## Prompt
Nothing may differ between your reply and the listing that follows.

## Records provided
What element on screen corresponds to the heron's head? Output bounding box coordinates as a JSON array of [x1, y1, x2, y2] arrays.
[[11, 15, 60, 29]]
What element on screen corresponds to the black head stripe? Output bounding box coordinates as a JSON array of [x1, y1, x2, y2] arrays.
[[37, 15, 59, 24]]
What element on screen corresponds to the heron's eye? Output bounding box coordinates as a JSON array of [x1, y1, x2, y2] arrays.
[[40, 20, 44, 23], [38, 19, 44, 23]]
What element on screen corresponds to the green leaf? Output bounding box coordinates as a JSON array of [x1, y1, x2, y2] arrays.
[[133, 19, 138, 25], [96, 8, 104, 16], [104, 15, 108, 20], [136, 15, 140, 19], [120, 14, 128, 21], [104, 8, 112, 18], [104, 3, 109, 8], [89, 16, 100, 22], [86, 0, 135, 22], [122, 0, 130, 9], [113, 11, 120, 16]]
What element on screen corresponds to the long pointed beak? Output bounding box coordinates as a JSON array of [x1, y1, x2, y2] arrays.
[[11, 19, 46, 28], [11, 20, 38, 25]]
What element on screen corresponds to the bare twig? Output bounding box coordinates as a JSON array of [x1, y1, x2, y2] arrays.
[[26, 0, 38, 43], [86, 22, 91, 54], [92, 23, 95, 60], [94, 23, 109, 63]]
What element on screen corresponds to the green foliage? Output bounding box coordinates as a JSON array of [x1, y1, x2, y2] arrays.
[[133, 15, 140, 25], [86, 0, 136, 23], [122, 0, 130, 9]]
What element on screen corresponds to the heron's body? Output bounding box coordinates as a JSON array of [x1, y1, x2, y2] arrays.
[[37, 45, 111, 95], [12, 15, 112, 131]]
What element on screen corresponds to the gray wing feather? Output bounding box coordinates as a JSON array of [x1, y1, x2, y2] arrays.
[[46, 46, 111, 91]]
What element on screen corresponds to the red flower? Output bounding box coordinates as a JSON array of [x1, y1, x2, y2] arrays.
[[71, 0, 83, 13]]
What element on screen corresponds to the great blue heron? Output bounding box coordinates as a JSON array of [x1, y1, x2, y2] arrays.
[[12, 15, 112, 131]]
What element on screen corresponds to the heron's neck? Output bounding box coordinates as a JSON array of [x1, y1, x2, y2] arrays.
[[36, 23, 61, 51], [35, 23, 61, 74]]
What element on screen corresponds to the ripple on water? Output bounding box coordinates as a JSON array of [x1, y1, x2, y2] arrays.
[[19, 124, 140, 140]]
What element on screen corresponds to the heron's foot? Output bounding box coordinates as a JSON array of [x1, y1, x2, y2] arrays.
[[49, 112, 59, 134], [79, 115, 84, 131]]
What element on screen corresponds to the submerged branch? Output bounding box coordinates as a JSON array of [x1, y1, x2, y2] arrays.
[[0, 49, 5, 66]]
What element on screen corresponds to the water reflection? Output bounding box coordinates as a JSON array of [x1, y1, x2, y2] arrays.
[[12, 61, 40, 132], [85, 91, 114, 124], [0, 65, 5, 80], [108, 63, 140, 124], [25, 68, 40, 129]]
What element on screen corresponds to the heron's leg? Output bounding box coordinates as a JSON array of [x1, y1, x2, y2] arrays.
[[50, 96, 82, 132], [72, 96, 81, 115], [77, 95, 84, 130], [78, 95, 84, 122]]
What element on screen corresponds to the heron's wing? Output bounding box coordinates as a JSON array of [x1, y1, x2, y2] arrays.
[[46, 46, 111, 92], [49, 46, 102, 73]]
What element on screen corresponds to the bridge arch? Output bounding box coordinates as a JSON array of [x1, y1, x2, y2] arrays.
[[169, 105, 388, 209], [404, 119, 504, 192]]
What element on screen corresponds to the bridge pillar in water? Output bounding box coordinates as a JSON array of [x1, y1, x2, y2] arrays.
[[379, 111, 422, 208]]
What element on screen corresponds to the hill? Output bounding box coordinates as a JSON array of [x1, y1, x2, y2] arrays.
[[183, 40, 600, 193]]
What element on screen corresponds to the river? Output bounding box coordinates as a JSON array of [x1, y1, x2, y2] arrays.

## Task output
What element on screen corresponds to the heron's head? Output bounding box coordinates as a JSON array of [x1, y1, x2, y2] arrays.
[[11, 15, 60, 29]]
What element on screen corresponds to the black head stripe? Output bounding box coordinates as a JSON array of [x1, y1, x2, y2] arrays.
[[37, 15, 59, 24]]
What element on screen corresponds to the heron's eye? Output bounding box coordinates as a JSON array of [x1, y1, x2, y2] arrays.
[[40, 20, 44, 23], [38, 19, 44, 23]]
What element on screen corresponds to the green leaf? Output bounding box coordinates as a JSON array of [x1, y1, x2, y2] arrays.
[[133, 19, 138, 25], [96, 8, 104, 16], [104, 15, 108, 20], [136, 15, 140, 19], [120, 14, 128, 21], [104, 8, 112, 18], [104, 3, 109, 8], [89, 16, 100, 22], [86, 0, 135, 22], [122, 0, 130, 9], [113, 11, 120, 16]]
What element on screen corresponds to the long pointed beak? Output bounding box coordinates as a JSON array of [x1, y1, x2, y2] arrays.
[[11, 19, 46, 28], [11, 20, 38, 25]]
What element on screen corresponds to the bare twig? Output bounding box coordinates as a JSON array of [x1, y1, x2, y2] arrays.
[[26, 0, 38, 43], [86, 22, 91, 54], [92, 23, 95, 60], [94, 23, 109, 63]]
What element on screen corresponds to the green foliage? Output bounding box coordinates as a JSON array of [x1, y1, x2, y2] arrays.
[[133, 15, 140, 25], [86, 0, 136, 23], [122, 0, 130, 9]]
What element on screen corresponds to the heron's body? Output bounding box coordinates as a JSON array of [x1, y1, x2, y2] arrays.
[[37, 45, 111, 95], [12, 15, 112, 131]]
What element on screen corresponds to the gray wing feather? Output bounding box coordinates as a JSON array of [x1, y1, x2, y2] arrays.
[[46, 46, 111, 91]]
What element on screen corresponds to the red flower? Output bounding box coordinates as a JSON array of [x1, y1, x2, y2] arrays.
[[71, 0, 83, 13]]
What element on screen corresponds to the great blue heron? Output bounding box coordinates as a JSON array of [x1, y1, x2, y2] arrays.
[[12, 15, 112, 131]]
What element on screen corresponds to the heron's neck? Output bounding box coordinates as a JSON array of [x1, y1, x2, y2] arrays.
[[36, 23, 61, 51], [35, 23, 61, 74]]
What element on screen corresponds to the ripple on water? Output bounding box coordinates as a JSON array of [x1, y1, x2, y2] arrays.
[[19, 124, 140, 140]]
What element on screen corresponds to the heron's foot? Output bounding box coordinates as a JSON array of [x1, y1, x2, y2] arrays.
[[49, 112, 59, 134], [79, 115, 84, 131]]
What element on screen corresponds to the submerged branch? Output bounding box coordinates as a JSON array of [x1, y1, x2, y2] arrays.
[[0, 49, 5, 66]]
What element on screen corresponds to the water reflection? Output bounding box coordinates as a JSON array of [x1, y1, x2, y2] arrays.
[[12, 61, 40, 132], [85, 91, 114, 124], [0, 65, 5, 80], [108, 63, 140, 124], [25, 68, 40, 129]]
What element on screen corresponds to the heron's leg? Output bounding box coordinates as a JSON array of [x1, y1, x2, y2] arrays.
[[50, 96, 82, 132], [72, 96, 81, 115], [77, 95, 84, 130], [78, 95, 84, 122]]
What element on screen corresponds to the heron's wing? Output bounding box coordinates as a JSON array of [x1, y1, x2, y2] arrays.
[[46, 46, 111, 92], [49, 46, 102, 73]]
What element on screen corresponds to the bridge arch? Output bounding box coordinates as a JSON array of [x1, y1, x2, y2] arrays.
[[169, 105, 388, 209], [404, 119, 504, 192]]
What element on screen corresponds to the bridge pillar in water? Output bounding box coordinates as a JSON array of [x1, y1, x2, y2] arrays.
[[379, 111, 422, 208]]
What element on screen corresponds to the hill? Output bounding box coordinates as a JSON array of [x1, y1, x2, y2] arrays.
[[183, 40, 600, 193]]
What element on screen corresponds to the river? Output bounding box coordinates as a JSON array of [x1, y1, x2, y2] arrays.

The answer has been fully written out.